■ **STATED EXERCISE**
Copy the rows below line for line, changing nothing.

(Labeled area outline rows)
:::::
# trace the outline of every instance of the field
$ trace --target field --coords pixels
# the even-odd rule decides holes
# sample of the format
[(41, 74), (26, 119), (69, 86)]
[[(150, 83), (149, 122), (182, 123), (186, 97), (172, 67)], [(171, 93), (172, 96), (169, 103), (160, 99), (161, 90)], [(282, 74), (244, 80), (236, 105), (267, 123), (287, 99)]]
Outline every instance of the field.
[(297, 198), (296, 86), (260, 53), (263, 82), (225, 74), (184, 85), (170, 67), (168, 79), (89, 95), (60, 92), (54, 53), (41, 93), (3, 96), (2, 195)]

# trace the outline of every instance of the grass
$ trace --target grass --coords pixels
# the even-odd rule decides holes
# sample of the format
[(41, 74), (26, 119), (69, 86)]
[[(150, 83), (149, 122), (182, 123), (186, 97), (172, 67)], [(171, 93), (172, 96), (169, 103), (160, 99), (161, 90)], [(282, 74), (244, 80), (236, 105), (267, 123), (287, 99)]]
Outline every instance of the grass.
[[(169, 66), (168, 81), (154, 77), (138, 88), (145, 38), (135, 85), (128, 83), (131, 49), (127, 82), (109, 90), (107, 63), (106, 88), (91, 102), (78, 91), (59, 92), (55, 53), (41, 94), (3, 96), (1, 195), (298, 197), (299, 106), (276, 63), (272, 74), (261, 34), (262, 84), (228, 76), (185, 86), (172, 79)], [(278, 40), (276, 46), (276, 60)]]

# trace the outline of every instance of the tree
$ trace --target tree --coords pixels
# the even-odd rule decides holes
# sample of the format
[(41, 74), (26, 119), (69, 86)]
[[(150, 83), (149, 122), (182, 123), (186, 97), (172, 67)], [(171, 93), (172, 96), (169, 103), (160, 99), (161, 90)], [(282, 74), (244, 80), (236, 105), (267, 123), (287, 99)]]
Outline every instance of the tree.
:::::
■ **RIGHT ANSWER**
# trace the outline of every instance of the field
$ trace --target field --coords pixels
# the even-odd rule decides holes
# sample of the format
[(41, 74), (26, 119), (69, 86)]
[[(150, 83), (149, 122), (182, 123), (186, 97), (172, 67)], [(171, 93), (172, 96), (169, 103), (160, 99), (161, 90)], [(282, 74), (244, 80), (236, 105), (267, 123), (287, 99)]]
Outline every instance of the field.
[(297, 198), (296, 86), (260, 53), (263, 82), (225, 74), (184, 85), (170, 67), (168, 79), (89, 95), (60, 92), (54, 53), (41, 93), (3, 96), (2, 195)]

# trace the outline of every instance of the grass
$ trace --target grass --coords pixels
# the even-odd rule decides holes
# sample of the format
[(41, 74), (26, 119), (69, 86)]
[[(150, 83), (149, 122), (182, 123), (186, 97), (172, 67)], [(171, 93), (172, 96), (169, 103), (160, 99), (161, 90)], [(282, 74), (244, 80), (236, 105), (267, 123), (287, 99)]]
Outline every instance of the grass.
[[(169, 66), (168, 81), (154, 77), (138, 88), (145, 38), (135, 85), (128, 83), (131, 49), (127, 82), (109, 90), (107, 63), (106, 88), (91, 102), (78, 91), (59, 92), (55, 53), (41, 94), (3, 96), (1, 195), (298, 197), (299, 106), (276, 63), (272, 74), (261, 34), (262, 84), (228, 76), (185, 86), (172, 79)], [(278, 40), (276, 46), (276, 60)]]

# trace the outline of every instance of the tree
$ trace --target tree --coords pixels
# the even-odd rule decides holes
# sample of the format
[(41, 74), (26, 119), (69, 86)]
[[(150, 83), (149, 122), (182, 123), (186, 97), (172, 67)], [(171, 93), (172, 96), (169, 103), (160, 99), (161, 90)], [(282, 74), (244, 80), (236, 105), (267, 123), (287, 99)]]
Outline every instance of the tree.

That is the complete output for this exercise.